● Excerpt to read:

[XeTeX] Whoever said quotation-marks are unimportant?

Lillie Bennett lillie.bennett at gmail.com
Mon Jul 28 04:34:29 CEST 2008


We Americans traditionally used the single quote which is actually 
called an apostrophe to show third person possession: This is Lillie's 
XeTeX installation. The single next to the 1 on the keyboard, I think, 
is called a prime used in math until they put it on the computer 
keyboard. Then Donald Knuth and others capitalized on it to select the 
attractive typesetting character for lead single & double quotes.

Lillie


Bruno Voisin wrote:
> Le 27 juil. 08 à 19:10, Wilfred van Rooijen a écrit :
>
>   
>> When using latex, I can make 'upturned double quotes' by typing ``.  
>> Latex reads this as a 'special sequence' and puts the upturned  
>> double quotes. If I do the same in xetex, I don't get the upturned  
>> double quotes. How can I get the upturned double quotes in xetex, I  
>> don't see it on my keyboard.
>>     
>
> When calling a font with fontspec use [Mapping=tex-text], or for all  
> fonts use \defaultfontfeatures{Mapping=tex-text}.

● Material supplied:
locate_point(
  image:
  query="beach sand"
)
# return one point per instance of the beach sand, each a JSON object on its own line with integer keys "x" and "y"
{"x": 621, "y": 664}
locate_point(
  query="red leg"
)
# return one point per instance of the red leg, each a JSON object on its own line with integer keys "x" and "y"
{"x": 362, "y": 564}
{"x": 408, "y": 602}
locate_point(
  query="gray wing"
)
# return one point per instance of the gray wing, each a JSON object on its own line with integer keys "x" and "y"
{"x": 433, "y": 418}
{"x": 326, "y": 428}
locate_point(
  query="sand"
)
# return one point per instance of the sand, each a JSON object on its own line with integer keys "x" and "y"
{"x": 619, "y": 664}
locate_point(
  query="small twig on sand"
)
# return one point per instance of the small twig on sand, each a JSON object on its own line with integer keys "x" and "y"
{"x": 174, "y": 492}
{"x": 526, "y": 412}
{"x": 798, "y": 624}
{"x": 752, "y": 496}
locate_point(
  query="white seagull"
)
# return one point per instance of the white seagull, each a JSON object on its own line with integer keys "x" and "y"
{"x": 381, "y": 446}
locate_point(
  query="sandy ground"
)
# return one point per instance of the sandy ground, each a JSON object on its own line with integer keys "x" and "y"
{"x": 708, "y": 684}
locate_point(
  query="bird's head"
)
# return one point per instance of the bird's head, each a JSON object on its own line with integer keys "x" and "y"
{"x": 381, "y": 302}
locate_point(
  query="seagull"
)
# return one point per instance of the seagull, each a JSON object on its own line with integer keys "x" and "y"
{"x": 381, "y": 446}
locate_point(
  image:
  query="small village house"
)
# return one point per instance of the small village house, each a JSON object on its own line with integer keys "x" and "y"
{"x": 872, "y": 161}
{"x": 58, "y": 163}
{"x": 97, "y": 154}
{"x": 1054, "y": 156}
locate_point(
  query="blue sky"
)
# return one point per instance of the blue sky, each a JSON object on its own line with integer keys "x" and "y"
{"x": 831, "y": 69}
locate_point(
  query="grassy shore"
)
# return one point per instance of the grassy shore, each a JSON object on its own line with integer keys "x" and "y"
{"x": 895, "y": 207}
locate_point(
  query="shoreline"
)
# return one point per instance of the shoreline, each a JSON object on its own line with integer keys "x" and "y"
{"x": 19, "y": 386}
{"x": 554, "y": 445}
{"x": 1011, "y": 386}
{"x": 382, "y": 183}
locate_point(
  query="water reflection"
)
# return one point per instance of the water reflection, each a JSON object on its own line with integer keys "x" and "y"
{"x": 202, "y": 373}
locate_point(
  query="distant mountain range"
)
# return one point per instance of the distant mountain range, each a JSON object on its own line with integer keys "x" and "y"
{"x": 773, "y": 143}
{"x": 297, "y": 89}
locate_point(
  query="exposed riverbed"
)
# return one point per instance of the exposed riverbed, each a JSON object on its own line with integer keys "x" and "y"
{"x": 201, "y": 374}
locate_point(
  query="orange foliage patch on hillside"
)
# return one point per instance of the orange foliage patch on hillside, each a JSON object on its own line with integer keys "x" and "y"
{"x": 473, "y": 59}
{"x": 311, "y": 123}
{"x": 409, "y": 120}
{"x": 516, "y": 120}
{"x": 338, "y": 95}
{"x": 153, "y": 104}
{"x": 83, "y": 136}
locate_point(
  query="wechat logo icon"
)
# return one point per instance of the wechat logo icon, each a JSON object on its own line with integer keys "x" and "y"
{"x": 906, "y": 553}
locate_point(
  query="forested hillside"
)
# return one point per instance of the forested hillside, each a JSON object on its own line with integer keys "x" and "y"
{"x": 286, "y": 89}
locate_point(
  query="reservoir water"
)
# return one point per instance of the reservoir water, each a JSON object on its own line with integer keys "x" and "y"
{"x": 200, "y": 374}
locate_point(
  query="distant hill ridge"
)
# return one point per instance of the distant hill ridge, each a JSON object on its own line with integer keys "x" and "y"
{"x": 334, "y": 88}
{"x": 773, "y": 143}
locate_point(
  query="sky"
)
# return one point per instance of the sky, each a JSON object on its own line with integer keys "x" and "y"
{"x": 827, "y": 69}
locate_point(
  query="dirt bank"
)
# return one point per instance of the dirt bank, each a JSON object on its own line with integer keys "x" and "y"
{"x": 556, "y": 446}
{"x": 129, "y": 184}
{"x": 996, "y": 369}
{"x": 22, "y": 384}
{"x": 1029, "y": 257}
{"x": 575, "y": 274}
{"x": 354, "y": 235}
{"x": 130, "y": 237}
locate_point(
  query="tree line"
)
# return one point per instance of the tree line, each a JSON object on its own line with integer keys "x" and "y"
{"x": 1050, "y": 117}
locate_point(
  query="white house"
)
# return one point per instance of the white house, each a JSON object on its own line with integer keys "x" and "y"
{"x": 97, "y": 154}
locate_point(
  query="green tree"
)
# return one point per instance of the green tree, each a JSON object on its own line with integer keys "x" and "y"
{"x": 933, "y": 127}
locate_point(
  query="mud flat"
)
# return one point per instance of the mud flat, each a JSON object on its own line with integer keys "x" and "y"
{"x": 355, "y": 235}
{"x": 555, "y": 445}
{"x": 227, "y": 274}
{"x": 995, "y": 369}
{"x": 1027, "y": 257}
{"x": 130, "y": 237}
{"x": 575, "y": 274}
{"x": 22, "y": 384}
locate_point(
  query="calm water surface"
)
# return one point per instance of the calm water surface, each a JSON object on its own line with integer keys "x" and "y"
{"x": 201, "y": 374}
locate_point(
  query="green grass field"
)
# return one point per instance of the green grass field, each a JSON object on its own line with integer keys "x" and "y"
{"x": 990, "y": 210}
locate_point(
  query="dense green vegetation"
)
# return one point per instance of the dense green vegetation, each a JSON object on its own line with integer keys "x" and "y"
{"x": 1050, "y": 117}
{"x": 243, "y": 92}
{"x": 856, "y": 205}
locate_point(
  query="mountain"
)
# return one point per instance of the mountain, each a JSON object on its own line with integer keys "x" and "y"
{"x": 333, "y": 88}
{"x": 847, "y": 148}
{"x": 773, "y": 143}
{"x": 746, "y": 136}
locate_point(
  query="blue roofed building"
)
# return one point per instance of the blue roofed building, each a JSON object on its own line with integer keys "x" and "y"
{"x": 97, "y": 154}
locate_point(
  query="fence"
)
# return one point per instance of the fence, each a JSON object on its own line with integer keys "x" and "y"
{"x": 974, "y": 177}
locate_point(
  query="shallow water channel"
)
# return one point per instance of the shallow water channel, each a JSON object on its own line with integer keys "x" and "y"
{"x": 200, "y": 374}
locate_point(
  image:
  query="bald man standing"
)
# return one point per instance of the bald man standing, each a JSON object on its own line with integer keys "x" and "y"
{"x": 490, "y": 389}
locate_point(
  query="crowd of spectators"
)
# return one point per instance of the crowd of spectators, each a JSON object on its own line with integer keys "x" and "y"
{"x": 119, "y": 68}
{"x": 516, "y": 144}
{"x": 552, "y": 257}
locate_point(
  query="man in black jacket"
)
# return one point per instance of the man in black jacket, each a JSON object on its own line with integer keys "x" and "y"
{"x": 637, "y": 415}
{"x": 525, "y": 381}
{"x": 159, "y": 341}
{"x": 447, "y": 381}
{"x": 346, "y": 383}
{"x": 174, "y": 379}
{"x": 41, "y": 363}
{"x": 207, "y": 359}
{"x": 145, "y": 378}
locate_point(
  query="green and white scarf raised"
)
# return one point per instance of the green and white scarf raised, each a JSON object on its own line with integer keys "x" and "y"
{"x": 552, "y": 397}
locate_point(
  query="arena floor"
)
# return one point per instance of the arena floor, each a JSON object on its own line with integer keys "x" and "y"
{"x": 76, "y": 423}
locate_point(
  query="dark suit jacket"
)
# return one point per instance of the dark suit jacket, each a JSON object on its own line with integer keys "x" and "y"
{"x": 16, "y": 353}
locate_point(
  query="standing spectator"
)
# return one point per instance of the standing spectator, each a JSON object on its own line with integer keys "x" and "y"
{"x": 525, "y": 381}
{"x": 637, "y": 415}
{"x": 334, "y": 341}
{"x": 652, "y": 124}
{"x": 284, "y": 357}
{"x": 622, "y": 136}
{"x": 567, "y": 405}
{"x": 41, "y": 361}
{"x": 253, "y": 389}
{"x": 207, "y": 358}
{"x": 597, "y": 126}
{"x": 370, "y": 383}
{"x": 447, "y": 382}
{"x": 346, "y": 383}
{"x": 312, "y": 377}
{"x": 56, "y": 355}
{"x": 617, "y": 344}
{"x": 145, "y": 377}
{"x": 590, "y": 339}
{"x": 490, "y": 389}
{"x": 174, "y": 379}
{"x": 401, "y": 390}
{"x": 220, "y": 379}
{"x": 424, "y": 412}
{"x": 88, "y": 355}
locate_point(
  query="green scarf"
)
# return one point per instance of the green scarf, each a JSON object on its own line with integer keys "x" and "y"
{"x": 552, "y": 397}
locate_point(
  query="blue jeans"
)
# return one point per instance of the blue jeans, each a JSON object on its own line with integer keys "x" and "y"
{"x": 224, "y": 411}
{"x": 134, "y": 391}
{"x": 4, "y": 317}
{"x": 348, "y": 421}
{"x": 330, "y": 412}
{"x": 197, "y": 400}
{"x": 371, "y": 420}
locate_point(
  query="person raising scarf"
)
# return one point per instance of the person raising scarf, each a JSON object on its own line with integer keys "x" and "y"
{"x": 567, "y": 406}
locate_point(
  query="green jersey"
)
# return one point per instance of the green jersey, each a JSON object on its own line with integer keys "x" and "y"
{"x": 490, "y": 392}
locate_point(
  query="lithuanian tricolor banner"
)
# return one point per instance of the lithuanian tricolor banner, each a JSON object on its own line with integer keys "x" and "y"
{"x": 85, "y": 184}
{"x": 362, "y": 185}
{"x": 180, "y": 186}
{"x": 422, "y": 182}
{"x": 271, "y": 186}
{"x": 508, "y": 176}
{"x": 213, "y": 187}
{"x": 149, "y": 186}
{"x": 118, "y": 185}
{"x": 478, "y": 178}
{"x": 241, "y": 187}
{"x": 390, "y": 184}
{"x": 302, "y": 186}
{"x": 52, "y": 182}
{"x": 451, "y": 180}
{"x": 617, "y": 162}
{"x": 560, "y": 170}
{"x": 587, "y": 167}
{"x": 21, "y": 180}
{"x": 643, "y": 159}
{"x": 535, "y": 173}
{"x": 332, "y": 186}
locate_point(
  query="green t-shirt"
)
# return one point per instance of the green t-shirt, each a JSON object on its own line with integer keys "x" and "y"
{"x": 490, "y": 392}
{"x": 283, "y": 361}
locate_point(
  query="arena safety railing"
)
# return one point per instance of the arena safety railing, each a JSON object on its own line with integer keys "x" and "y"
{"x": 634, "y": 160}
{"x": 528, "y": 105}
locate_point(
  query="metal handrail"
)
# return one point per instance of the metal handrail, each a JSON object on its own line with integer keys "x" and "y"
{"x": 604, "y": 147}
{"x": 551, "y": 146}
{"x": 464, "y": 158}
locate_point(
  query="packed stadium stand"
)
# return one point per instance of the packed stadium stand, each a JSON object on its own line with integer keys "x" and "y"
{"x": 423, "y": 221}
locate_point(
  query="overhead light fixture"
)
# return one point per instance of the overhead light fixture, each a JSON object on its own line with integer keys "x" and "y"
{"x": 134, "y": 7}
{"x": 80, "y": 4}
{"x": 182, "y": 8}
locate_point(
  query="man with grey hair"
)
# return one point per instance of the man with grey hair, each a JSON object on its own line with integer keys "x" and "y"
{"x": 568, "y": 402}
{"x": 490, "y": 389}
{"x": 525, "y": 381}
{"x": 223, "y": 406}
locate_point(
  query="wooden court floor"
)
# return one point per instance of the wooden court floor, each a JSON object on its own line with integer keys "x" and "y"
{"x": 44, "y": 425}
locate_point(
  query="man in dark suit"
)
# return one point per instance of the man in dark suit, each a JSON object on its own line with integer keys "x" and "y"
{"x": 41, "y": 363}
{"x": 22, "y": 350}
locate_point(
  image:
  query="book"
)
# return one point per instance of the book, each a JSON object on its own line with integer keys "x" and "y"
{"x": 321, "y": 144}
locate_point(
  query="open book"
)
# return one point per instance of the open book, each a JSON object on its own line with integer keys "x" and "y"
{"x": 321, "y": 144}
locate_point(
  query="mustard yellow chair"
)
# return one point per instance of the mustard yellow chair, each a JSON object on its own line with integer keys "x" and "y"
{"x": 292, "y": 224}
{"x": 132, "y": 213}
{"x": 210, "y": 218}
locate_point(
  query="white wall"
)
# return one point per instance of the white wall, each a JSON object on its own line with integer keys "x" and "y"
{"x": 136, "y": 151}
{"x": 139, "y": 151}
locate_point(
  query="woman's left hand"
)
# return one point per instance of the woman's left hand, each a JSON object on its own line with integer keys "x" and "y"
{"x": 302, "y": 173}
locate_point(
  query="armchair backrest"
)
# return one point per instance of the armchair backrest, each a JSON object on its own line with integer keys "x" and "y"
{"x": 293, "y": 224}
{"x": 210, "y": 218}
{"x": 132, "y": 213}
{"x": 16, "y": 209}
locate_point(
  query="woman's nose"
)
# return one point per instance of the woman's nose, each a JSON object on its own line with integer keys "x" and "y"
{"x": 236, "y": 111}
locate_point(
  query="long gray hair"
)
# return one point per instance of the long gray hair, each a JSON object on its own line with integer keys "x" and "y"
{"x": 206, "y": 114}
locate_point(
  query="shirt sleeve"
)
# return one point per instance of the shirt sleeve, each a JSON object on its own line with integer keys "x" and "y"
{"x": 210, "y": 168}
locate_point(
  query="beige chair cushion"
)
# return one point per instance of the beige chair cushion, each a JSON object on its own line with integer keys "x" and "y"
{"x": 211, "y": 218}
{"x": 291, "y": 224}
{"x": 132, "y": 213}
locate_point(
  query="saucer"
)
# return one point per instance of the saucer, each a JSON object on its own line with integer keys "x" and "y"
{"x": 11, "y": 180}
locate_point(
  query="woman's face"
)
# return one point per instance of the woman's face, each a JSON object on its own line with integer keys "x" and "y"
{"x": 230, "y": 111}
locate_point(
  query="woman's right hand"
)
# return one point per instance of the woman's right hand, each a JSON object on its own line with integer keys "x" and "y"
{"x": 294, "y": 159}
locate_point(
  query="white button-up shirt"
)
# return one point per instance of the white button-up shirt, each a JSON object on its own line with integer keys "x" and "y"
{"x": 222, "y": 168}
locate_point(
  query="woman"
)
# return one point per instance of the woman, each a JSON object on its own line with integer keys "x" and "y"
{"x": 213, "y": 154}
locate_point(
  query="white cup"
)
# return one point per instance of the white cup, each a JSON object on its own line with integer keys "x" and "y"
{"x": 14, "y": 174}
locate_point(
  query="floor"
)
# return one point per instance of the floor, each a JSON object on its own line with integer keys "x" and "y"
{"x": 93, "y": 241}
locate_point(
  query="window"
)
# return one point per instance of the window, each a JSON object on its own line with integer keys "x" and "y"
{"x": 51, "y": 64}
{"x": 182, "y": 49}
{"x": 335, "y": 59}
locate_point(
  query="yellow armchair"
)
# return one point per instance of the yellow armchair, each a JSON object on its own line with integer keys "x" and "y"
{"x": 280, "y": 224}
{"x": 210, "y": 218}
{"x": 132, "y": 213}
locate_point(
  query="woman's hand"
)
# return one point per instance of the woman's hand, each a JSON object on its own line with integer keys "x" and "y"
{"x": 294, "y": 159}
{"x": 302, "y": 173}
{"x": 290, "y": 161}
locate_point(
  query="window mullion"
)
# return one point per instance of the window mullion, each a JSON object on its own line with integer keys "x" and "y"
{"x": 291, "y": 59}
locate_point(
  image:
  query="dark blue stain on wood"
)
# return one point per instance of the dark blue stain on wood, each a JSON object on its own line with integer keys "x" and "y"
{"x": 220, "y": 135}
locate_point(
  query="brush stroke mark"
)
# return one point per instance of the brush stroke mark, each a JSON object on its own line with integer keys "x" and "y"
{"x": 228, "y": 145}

● What you are asked to do:
Carry on the mailing-list message about quotation marks in XeTeX from the point where it stops.

● Result for this task:
>
>   
>> As a related matter, in English (if I'm not mistaken), a quote is  
>> opened with the 'upturned double quote' and closed by the normal  
>> double quotes.
>>     
>
> In English (not my mother language) I could never find out if there's  
> a difference between double and single quotes and if so what each type  
> of quotes means. I thought maybe one type was used when quoting  
> somebody and the other type for meaning so-to-say or so-called, but I  
> could never find a logical pattern.
>
> In French we always use guillemets « », though now with more and more  
> people writing on computers you tend to see quotes " " more and more  
> often.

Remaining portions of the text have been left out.